* begin DATA *
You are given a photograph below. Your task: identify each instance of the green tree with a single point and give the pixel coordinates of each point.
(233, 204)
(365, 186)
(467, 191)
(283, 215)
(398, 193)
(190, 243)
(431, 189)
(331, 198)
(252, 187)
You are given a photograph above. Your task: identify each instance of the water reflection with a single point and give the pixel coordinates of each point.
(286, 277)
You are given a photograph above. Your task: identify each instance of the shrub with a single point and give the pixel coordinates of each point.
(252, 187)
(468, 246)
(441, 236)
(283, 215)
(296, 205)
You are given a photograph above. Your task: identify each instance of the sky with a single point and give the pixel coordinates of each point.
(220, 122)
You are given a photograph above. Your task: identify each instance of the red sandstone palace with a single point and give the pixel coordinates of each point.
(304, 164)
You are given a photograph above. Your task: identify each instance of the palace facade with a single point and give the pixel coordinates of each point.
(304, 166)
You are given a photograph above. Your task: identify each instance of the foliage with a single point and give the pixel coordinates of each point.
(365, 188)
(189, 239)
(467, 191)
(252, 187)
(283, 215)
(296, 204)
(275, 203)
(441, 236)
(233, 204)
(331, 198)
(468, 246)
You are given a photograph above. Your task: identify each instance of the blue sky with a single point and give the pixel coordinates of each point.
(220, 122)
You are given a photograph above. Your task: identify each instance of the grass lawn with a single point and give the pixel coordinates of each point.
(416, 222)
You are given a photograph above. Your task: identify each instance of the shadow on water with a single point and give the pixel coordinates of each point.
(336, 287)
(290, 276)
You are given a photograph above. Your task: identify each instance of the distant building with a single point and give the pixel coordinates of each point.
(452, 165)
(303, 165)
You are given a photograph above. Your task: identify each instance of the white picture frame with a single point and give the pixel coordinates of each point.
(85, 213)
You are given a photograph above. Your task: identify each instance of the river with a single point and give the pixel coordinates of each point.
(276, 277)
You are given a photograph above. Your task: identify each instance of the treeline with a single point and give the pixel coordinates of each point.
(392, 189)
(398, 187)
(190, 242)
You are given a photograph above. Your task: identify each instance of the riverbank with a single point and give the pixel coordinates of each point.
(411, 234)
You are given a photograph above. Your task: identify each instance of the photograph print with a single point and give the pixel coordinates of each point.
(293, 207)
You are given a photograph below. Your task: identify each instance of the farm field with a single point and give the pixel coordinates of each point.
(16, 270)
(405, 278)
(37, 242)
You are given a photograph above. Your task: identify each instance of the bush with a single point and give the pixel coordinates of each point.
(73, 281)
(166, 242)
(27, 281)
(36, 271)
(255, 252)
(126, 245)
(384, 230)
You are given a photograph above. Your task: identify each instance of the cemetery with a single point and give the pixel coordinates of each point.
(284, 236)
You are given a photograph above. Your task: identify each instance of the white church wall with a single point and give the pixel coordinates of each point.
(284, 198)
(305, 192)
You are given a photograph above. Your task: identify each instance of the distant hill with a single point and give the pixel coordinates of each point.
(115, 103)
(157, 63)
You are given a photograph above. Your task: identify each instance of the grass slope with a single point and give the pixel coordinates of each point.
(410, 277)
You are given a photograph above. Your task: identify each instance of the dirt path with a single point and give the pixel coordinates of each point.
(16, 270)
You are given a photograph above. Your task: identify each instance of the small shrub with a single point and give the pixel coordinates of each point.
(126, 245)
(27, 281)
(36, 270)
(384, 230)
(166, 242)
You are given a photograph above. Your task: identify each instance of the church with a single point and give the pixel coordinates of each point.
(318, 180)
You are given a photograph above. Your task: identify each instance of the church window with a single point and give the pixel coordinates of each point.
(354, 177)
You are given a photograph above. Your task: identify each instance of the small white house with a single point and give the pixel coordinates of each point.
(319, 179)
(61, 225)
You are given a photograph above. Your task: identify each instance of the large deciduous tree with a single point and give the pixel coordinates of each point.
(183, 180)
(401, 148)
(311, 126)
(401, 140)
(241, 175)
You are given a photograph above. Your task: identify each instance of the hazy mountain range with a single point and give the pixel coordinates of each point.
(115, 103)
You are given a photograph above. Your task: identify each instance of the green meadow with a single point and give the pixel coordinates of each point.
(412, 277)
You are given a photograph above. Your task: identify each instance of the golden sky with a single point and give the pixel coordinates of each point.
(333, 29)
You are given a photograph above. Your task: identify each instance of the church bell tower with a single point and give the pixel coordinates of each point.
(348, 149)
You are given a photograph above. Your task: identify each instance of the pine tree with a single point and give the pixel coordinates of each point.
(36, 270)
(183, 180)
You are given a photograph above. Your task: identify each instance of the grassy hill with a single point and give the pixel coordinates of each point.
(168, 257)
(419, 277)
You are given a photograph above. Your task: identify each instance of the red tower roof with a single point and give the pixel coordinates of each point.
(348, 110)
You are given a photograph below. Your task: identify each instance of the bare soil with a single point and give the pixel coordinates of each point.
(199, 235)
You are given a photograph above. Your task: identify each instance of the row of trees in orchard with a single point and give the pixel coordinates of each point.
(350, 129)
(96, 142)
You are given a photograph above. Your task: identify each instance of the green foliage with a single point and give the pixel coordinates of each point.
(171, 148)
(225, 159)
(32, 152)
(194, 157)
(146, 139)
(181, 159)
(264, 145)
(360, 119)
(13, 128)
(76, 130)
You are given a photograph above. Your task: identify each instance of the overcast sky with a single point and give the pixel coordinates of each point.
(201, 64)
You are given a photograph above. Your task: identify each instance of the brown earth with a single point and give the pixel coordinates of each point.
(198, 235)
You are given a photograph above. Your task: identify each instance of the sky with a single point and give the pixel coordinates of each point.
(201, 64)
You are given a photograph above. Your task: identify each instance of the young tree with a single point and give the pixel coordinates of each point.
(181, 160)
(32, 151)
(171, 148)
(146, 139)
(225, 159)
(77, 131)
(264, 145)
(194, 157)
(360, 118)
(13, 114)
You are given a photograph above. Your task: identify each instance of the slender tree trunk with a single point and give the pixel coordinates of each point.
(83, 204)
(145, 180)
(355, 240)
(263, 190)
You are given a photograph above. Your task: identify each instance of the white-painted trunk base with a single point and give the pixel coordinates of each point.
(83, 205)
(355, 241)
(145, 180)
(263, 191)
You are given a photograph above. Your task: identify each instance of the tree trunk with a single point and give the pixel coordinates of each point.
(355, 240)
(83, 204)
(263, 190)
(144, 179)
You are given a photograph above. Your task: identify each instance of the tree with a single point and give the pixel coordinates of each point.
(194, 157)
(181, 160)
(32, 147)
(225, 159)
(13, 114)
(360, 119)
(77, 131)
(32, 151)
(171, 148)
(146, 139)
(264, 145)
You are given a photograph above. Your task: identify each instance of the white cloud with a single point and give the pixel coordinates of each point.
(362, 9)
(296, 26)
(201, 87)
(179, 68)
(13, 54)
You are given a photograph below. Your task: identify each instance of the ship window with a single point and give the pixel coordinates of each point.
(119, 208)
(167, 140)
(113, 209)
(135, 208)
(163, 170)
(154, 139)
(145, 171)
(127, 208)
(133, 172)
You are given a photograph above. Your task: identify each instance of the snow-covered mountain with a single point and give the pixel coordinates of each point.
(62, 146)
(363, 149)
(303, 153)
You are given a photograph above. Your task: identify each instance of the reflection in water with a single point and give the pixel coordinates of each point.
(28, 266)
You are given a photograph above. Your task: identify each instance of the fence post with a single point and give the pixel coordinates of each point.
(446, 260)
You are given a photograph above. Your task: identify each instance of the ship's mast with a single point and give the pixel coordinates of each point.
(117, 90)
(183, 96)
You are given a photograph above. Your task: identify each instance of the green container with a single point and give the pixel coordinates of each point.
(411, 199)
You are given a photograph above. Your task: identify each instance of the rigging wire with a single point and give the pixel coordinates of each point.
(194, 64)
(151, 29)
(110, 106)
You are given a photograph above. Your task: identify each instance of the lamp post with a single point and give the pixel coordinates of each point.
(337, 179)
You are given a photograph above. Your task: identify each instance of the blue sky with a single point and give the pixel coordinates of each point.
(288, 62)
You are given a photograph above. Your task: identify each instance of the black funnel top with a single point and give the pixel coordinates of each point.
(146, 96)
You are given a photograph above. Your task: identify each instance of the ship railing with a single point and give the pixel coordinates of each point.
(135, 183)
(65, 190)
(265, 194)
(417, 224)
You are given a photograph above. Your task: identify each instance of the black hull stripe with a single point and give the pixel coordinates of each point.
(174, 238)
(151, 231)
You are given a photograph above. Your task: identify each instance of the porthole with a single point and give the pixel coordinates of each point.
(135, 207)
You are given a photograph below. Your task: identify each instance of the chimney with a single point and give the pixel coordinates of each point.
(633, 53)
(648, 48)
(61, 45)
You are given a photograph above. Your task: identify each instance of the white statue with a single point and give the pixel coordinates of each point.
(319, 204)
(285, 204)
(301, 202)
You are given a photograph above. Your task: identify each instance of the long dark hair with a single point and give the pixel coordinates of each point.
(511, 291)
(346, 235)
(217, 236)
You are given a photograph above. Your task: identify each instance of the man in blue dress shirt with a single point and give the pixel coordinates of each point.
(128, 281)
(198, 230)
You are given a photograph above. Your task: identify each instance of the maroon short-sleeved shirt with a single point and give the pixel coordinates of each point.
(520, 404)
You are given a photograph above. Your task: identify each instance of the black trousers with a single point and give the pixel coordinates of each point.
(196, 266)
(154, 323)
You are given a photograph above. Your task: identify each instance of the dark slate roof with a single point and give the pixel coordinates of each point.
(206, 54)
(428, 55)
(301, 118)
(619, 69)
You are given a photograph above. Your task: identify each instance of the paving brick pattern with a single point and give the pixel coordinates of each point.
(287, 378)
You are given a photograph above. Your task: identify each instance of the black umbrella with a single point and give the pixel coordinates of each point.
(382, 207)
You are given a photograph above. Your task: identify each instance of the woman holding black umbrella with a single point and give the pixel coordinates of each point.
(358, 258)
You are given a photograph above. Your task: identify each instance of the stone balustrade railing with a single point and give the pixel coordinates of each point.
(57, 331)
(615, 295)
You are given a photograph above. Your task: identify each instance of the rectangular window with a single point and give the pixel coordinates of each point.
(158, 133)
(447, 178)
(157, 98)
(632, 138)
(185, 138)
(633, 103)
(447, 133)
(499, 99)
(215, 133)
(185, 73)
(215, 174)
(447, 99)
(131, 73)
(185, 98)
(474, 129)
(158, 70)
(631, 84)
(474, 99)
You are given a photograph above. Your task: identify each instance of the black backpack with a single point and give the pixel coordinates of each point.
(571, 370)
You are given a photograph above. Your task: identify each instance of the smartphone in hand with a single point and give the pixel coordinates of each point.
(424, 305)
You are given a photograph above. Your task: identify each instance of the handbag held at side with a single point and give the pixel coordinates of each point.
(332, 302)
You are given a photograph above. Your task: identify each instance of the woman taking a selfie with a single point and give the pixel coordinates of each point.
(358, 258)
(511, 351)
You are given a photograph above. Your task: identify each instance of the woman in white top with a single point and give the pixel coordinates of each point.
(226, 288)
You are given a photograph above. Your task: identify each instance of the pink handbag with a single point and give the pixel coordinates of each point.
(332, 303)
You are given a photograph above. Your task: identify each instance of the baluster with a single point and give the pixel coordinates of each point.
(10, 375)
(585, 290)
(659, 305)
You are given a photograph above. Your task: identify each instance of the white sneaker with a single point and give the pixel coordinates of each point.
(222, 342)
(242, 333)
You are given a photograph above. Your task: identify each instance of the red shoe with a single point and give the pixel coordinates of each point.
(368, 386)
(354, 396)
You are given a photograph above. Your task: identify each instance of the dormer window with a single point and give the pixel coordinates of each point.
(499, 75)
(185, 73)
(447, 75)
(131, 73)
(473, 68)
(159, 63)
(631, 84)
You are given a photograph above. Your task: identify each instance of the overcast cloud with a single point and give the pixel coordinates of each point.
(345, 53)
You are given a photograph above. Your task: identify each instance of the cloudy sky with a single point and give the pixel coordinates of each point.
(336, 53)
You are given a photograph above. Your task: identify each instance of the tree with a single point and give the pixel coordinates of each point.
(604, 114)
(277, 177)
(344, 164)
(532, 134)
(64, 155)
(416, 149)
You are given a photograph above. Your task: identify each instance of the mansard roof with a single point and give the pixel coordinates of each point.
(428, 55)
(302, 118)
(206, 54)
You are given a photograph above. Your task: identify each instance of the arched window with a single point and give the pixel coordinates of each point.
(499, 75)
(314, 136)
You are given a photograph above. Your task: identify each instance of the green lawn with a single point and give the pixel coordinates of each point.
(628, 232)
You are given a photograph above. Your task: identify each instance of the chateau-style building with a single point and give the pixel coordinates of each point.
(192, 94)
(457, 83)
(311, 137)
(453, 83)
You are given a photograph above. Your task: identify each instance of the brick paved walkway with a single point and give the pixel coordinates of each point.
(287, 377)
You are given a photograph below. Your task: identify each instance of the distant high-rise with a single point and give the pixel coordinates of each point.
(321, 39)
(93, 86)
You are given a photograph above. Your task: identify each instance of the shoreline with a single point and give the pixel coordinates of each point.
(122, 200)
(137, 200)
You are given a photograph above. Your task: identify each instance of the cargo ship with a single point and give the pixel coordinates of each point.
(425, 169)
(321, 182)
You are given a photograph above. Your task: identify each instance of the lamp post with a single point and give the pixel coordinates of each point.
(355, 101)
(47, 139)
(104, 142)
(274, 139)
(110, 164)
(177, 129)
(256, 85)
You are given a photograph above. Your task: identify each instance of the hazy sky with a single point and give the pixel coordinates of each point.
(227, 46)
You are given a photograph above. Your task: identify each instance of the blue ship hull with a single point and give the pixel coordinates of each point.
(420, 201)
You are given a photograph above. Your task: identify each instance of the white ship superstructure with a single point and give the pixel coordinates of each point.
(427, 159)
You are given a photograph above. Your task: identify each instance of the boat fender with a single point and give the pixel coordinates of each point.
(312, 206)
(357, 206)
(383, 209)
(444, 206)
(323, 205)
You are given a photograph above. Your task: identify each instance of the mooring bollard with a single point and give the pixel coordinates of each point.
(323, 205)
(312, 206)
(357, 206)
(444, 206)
* end DATA *
Extract, exactly as they appear, the lines from the one containing "the hazy sky" through the final line.

You are given a photograph above. Your task: identify each instance of the hazy sky with a single point and give the pixel coordinates of each point.
(227, 46)
You are given a photograph above. Your task: identify each instance of the blue ship hull with a single point and give the pixel coordinates of each point.
(420, 201)
You are given a photograph above. Your task: identify each instance of the white ship superstructure with a single point and give the pixel coordinates of each point.
(427, 159)
You are given a photograph above. Your task: identify each instance of the boat fender with a single point and give the pixel coordinates of each point.
(312, 206)
(357, 206)
(383, 209)
(444, 206)
(323, 205)
You are given a photograph above. Your task: identify each instance of the mooring bollard with a single point and give the pixel coordinates of each point.
(323, 205)
(312, 206)
(357, 206)
(444, 206)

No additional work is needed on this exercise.